→ GOAL OF THE EXERCISE
Can you copy every line of the material below word for word, leaving the pictures out of your answer?

Dataset rows showing where objects appear:
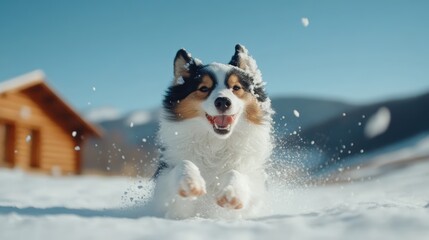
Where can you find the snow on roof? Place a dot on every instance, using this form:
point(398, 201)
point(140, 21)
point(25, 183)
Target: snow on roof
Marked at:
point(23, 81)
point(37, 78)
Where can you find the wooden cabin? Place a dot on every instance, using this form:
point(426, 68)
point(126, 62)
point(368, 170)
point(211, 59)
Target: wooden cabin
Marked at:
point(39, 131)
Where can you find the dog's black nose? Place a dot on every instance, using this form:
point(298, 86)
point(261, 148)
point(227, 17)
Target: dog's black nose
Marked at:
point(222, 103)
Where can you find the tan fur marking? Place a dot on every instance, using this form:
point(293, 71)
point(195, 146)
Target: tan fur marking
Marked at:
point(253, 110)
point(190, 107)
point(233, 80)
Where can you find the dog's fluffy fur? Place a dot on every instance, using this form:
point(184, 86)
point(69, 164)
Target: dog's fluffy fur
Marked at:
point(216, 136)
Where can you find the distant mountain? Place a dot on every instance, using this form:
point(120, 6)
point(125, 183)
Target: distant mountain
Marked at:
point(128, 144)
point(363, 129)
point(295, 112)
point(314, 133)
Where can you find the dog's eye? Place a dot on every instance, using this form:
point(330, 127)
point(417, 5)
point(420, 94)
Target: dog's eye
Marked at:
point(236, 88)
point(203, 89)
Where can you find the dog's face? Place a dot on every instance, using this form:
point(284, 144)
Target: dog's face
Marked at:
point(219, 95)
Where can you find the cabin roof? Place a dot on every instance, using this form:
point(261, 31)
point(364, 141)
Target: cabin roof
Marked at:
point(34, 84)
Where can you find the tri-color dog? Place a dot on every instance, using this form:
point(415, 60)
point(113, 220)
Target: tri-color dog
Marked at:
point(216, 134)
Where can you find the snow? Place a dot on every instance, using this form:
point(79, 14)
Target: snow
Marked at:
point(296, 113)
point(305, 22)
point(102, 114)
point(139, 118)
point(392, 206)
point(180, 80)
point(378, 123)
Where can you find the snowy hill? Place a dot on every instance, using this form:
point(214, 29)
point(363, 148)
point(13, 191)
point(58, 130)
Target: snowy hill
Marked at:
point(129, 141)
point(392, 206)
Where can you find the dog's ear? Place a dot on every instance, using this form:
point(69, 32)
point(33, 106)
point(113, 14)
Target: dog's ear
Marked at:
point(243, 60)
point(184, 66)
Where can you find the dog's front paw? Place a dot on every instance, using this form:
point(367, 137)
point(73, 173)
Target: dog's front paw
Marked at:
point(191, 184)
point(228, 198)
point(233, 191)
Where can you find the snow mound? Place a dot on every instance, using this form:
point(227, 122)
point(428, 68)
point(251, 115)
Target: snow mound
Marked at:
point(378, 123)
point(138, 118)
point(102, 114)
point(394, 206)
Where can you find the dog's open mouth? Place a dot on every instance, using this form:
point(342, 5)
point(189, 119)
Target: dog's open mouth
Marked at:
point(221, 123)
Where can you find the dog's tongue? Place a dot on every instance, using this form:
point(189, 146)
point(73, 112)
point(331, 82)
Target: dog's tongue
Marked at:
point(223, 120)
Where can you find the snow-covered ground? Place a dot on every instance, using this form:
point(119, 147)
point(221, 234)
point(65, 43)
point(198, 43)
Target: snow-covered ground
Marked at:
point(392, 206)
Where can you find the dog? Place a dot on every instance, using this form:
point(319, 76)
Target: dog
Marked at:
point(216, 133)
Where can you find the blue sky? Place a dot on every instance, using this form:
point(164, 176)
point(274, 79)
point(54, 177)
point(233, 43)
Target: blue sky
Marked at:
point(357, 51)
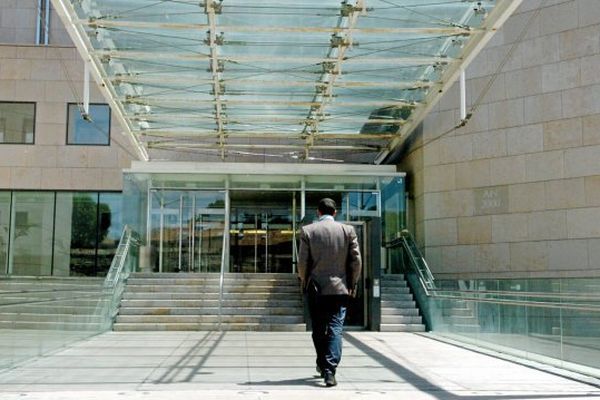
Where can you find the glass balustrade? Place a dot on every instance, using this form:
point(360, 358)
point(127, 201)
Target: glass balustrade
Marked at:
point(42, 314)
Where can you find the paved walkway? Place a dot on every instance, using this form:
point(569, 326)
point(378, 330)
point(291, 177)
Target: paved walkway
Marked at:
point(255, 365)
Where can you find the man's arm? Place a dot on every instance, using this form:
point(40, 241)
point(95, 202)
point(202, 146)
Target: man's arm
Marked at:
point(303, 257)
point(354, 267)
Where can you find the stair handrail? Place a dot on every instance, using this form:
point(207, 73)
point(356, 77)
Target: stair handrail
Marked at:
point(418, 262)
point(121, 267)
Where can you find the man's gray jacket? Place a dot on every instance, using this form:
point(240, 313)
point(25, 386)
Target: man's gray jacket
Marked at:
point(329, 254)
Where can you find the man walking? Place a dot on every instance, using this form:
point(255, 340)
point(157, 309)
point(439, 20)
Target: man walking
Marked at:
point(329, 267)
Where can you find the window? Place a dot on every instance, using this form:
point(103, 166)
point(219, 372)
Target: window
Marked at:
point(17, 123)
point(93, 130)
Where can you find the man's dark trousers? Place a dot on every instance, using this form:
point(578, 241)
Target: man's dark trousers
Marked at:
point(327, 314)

→ TASK RESPONSE
Where can you find the snow on roof? Place a dot on every instance, using this form:
point(398, 201)
point(140, 21)
point(25, 183)
Target: snow on roof
Marked at:
point(23, 81)
point(37, 78)
Where can you find the wooden cabin? Place a dot on every instance, using this form:
point(426, 68)
point(126, 62)
point(368, 170)
point(211, 59)
Target: wooden cabin
Marked at:
point(39, 131)
Where can you find the dog's black nose? Place a dot on every instance, using this form:
point(298, 86)
point(261, 148)
point(227, 17)
Target: dog's black nose
Marked at:
point(222, 103)
Where can you find the tan fur marking? Place a dot on every instance, using this form:
point(293, 71)
point(195, 146)
Target: tan fur marking
Marked at:
point(253, 110)
point(190, 107)
point(233, 80)
Where can you find the dog's fluffy fur? Place a dot on every instance, using this form:
point(184, 86)
point(69, 164)
Target: dog's fluffy fur
Marked at:
point(216, 136)
Where can you find the distant mountain? Place a dot on every instance, using this form:
point(120, 6)
point(125, 183)
Target: distant mountain
Marked at:
point(128, 144)
point(363, 129)
point(295, 112)
point(314, 133)
Where can you find the dog's eye? Place a dot on every instance, using this form:
point(330, 127)
point(417, 5)
point(420, 94)
Target: dog's eye
Marked at:
point(236, 88)
point(203, 89)
Where can you find the dog's face? Place a dot on every instance, using this form:
point(284, 144)
Target: dog's face
Marked at:
point(219, 95)
Where can you find the cabin roof? Place a dot on every instance, using this form:
point(261, 31)
point(364, 141)
Target: cabin roof
Marked at:
point(34, 84)
Where can you find the tri-color dog? Place a dot on every instance, using this form:
point(415, 60)
point(113, 220)
Target: tri-color dog
Marked at:
point(216, 134)
Where can you find the snow? Place a dot on every instance, using this form:
point(79, 14)
Target: snow
Marked at:
point(296, 113)
point(305, 22)
point(102, 114)
point(139, 118)
point(392, 206)
point(180, 80)
point(378, 123)
Where can you find the snowy hill? Place a dot on every instance, using this form:
point(214, 29)
point(363, 148)
point(13, 191)
point(58, 130)
Target: snowy hill
Marked at:
point(129, 141)
point(392, 206)
Where can you find the dog's ear? Place a dot on every instance, using this form:
point(69, 32)
point(33, 106)
point(113, 14)
Target: dog's ear
Marked at:
point(243, 60)
point(184, 66)
Where can you find the dog's front paw? Place a dot on every instance, using this form:
point(367, 137)
point(73, 173)
Target: dog's front paw
Marked at:
point(191, 184)
point(228, 198)
point(233, 191)
Where can you find the snow mound? Place a dot on every instance, using this form:
point(227, 122)
point(428, 68)
point(251, 115)
Target: snow mound
Marked at:
point(378, 123)
point(138, 118)
point(102, 114)
point(394, 206)
Where can you find the dog's open mouth? Place a dot on every instance, using this form:
point(342, 5)
point(189, 119)
Target: dog's open mouth
Marked at:
point(221, 123)
Where can you find the dog's tongue? Place a dot on every instance, using this form:
point(189, 146)
point(73, 112)
point(331, 82)
Target: dog's tongue
Marked at:
point(223, 120)
Where can you find the snow-covered ground? Place a dot on every instance, using this form:
point(119, 147)
point(221, 234)
point(65, 43)
point(198, 43)
Target: snow-covered ground
Marked at:
point(392, 206)
Where can you find the dog? Place a dot on every instance, using this form:
point(319, 76)
Target: dog
Marked at:
point(216, 133)
Where can you find the blue sky? Place a dot on every instance, using this form:
point(164, 176)
point(274, 79)
point(54, 177)
point(233, 43)
Target: blue sky
Marked at:
point(357, 51)
Where can you find the glass balustrade? Place a dot on every instance, using this form:
point(360, 358)
point(127, 201)
Target: glass balustrade
Marked at:
point(42, 314)
Where can you find the paved walkway? Place a dot on every instance, using this form:
point(569, 326)
point(378, 330)
point(291, 177)
Target: paved walkway
Marked at:
point(255, 365)
Where can you find the man's arm? Place a dot on every instance, using this form:
point(40, 241)
point(95, 202)
point(202, 146)
Target: man's arm
Marked at:
point(303, 257)
point(354, 267)
Where can you find the stair handrail? Place a dot on every instance, using this form:
point(207, 73)
point(356, 77)
Target: stair handrail
Marked at:
point(418, 262)
point(121, 267)
Where can you find the man's gray jacket? Place a dot on every instance, using this form:
point(240, 313)
point(25, 386)
Target: man's gray jacket
Marked at:
point(329, 254)
Where can you find the man walking? Place a dot on every instance, using this form:
point(255, 340)
point(157, 309)
point(439, 20)
Target: man walking
Marked at:
point(329, 267)
Where can you find the window? Place a dot on every instance, using this form:
point(103, 166)
point(219, 372)
Target: window
Marked at:
point(17, 123)
point(93, 130)
Where can you find the man's dark trousers? Place a dot on every instance, using this form:
point(578, 241)
Target: man's dark trousers
Marked at:
point(327, 314)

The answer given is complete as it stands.